> **Exercise description**
The answer should consist of every record, reproduced exactly.
# # # # #
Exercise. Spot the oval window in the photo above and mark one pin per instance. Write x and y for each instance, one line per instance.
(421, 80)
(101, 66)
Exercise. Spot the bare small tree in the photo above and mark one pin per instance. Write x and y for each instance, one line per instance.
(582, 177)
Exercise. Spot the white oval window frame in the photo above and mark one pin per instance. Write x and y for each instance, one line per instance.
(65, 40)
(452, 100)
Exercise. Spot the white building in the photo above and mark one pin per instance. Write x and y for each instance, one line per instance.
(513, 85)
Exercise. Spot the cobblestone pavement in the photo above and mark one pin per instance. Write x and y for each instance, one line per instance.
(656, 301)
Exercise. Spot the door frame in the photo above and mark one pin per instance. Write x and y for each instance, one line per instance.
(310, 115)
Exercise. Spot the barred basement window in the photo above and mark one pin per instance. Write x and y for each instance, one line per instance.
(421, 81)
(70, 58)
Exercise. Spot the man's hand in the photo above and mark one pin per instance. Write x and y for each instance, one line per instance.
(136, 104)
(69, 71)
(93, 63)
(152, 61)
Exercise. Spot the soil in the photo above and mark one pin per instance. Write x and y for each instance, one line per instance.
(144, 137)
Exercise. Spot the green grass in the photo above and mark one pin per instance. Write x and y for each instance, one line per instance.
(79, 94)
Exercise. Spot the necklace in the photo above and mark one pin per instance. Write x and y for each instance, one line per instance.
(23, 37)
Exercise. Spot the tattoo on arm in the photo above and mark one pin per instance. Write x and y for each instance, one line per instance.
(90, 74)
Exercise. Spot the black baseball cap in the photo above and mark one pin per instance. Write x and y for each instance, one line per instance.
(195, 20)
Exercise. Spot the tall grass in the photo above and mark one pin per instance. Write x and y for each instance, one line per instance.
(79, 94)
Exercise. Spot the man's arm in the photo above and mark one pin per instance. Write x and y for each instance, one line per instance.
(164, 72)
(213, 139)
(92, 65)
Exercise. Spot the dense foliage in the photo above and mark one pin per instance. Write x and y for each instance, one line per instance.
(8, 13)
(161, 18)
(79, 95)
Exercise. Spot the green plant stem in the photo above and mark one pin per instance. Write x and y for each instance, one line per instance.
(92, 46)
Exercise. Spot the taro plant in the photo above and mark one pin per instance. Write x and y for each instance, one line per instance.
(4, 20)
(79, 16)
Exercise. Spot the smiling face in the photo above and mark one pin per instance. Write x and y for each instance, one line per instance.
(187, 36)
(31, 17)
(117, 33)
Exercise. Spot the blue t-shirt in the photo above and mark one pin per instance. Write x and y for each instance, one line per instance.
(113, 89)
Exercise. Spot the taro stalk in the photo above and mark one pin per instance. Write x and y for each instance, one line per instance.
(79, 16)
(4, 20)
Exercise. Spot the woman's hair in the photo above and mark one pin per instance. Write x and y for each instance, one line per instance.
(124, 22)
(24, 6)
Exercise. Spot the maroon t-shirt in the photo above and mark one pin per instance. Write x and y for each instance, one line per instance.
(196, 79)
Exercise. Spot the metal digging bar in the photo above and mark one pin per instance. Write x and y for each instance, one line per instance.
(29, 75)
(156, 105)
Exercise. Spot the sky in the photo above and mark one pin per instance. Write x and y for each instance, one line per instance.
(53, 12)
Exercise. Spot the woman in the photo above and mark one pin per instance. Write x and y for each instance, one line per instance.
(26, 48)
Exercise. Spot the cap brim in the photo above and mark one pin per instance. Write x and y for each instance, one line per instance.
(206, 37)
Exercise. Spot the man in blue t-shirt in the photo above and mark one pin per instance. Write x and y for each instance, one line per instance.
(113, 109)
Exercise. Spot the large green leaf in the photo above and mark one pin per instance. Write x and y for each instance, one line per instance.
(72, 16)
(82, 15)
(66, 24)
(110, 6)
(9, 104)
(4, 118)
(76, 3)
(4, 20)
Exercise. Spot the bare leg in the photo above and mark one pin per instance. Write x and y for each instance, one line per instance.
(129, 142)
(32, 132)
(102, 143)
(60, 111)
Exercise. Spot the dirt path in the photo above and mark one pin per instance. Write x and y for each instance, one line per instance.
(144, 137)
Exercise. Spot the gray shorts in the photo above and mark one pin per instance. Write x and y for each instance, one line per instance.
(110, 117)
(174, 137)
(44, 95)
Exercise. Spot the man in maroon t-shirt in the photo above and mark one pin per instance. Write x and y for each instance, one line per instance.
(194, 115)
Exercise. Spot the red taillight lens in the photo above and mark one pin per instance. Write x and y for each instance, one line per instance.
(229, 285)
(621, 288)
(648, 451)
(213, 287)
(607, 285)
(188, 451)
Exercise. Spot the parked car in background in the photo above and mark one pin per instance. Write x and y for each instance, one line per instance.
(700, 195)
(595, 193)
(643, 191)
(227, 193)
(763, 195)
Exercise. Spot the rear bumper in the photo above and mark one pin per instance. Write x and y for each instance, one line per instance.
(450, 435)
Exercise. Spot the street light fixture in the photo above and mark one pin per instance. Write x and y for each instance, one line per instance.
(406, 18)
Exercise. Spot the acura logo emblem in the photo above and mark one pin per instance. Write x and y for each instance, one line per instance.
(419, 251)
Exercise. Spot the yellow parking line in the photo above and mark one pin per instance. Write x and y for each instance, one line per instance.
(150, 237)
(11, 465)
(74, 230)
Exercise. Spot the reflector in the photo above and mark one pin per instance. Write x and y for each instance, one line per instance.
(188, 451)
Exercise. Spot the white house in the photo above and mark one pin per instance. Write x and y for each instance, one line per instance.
# # # # #
> **Solution to the problem**
Exercise. Spot the oval window in the photo above and mark one pin per instance. Write x and y for each instance, one line per instance.
(421, 80)
(101, 66)
Exercise. Spot the bare small tree in the photo above and mark one pin per instance. Write x and y for each instance, one line per instance.
(582, 177)
Exercise. Spot the white oval window frame in the photo above and mark one pin per instance. Write x and y for each instance, one line per instance.
(65, 40)
(452, 100)
Exercise. Spot the white building in the photo above and mark one pin per instance. Write x and y for each instance, one line per instance.
(513, 85)
Exercise. Spot the cobblestone pavement in the photo above and mark one pin per instance. Write x and y for each instance, one line per instance.
(656, 301)
Exercise. Spot the door frame in the photo above and mark one pin per instance. Write x and y for each instance, one line per instance.
(310, 115)
Exercise. Spot the barred basement window in the photo above and mark one pin per instance. Write x and y for each instance, one line per instance.
(421, 81)
(70, 58)
Exercise. Spot the man's hand in the photo above and mark one pin per instance. Write x and y for each instance, one line per instance.
(136, 104)
(69, 71)
(93, 63)
(152, 61)
Exercise. Spot the soil in the photo above and mark one pin per instance. Write x and y for each instance, one line per instance.
(144, 137)
Exercise. Spot the green grass in the photo above and mark one pin per instance. Write x and y for each instance, one line per instance.
(79, 94)
Exercise. Spot the necklace in the photo above and mark one pin per instance. Write x and y for each instance, one line per instance.
(23, 37)
Exercise. Spot the tattoo on arm in the photo above and mark one pin per instance. Write x and y for each instance, one line per instance.
(90, 74)
Exercise. Spot the black baseball cap in the photo above and mark one pin per instance. Write x and y for each instance, one line per instance.
(195, 20)
Exercise. Spot the tall grass in the photo above and mark one pin per instance. Write x and y for each instance, one line per instance.
(79, 94)
Exercise. Spot the man's arm in the photo above and mark one pin per instance. Write x and y for each instance, one line per instance.
(164, 72)
(213, 139)
(92, 65)
Exercise. Spot the dense foliage in the photo above and mark one pin per instance. Write x and y for each instance, one line per instance.
(8, 13)
(161, 18)
(79, 95)
Exercise. Spot the green plant stem in the photo above and mark one pin per instance. Write x and y for each instance, one line per instance.
(92, 46)
Exercise. Spot the taro plant in the photo above and mark one pin per instance. Write x and y for each instance, one line per instance.
(4, 20)
(79, 16)
Exercise. Spot the smiling face in the photo above and mark one pin per instance. Write x and y for each instance, one line per instance.
(187, 36)
(31, 17)
(117, 33)
Exercise. Spot the blue t-shirt in the photo above and mark one pin per instance. Write x and y for each instance, one line per instance.
(113, 89)
Exercise. Spot the taro stalk in the photo above and mark one pin per instance. Write x and y for each instance, one line per instance.
(79, 16)
(4, 20)
Exercise. Spot the woman's hair in the photo above and mark one pin per instance. Write x and y for each instance, one line per instance.
(124, 22)
(24, 6)
Exercise. Spot the maroon t-shirt in the photo above and mark one pin per instance. Write x and y for each instance, one line per instance.
(196, 79)
Exercise. Spot the metal digging bar in the photo above and mark one pin per instance. Write x and y for each instance, one line per instance.
(29, 75)
(156, 105)
Exercise. Spot the sky in the photo above and mark one pin per instance. Write x and y for each instance, one line per instance.
(53, 12)
Exercise. Spot the woman in the photo above and mark one pin per instance. Write x and y for each instance, one line per instance.
(26, 48)
Exercise. Spot the cap brim in the photo above and mark one pin per instance. Write x and y for each instance, one line per instance.
(206, 37)
Exercise. Spot the man in blue t-shirt in the photo above and mark one pin per instance. Write x and y for each instance, one line per instance.
(113, 109)
Exercise. Spot the large green leaf in the photo above and mark one pin per instance. Write x and y for each instance, one line per instance.
(72, 16)
(82, 15)
(66, 24)
(110, 6)
(9, 104)
(4, 118)
(76, 3)
(4, 20)
Exercise. Spot the bare leg in the photo above and mark one pin per instance. Write x and y for each instance, one line per instance.
(129, 142)
(32, 132)
(102, 143)
(60, 111)
Exercise. Spot the dirt path in the photo above and mark one pin per instance. Write x and y for each instance, one line per instance.
(144, 137)
Exercise. Spot the gray shorts in the photo above and mark one pin per instance. Write x and y for each instance, one line per instance.
(110, 117)
(174, 137)
(44, 95)
Exercise. Spot the man in maroon t-shirt in the photo above and mark one pin per instance. Write x and y for each instance, one line per instance.
(194, 115)
Exercise. Spot the red taillight lens in the photo above and mark one pin per instance. Write x and y for each instance, one line per instance.
(229, 285)
(621, 288)
(648, 451)
(213, 287)
(607, 285)
(188, 451)
Exercise. Spot the parked car in background in the photo above and mark one pin per instance. Write x and y for each instance, one line per instance.
(700, 195)
(595, 193)
(643, 191)
(227, 193)
(763, 195)
Exercise. Spot the rear bumper in the photo above and mark one pin per instance. Write x and y for each instance, one line per instance.
(450, 435)
Exercise. Spot the street light fixture in the photo above and mark one pin per instance. Write x and y for each instance, one line per instance.
(406, 18)
Exercise. Spot the acura logo emblem in the photo above and mark one pin per instance. Write x and y for each instance, one line per instance.
(419, 251)
Exercise. Spot the yellow parking line in the photo above and mark one pin per instance. Write x and y for each instance, one line per instance.
(150, 237)
(11, 465)
(74, 230)
Exercise. Spot the reflector in the photo above and mark one pin per instance. Write x and y for each instance, one line per instance.
(188, 451)
Exercise. Spot the white house in the photo above and mark one pin per instance. Write x and y for each instance, one line per instance.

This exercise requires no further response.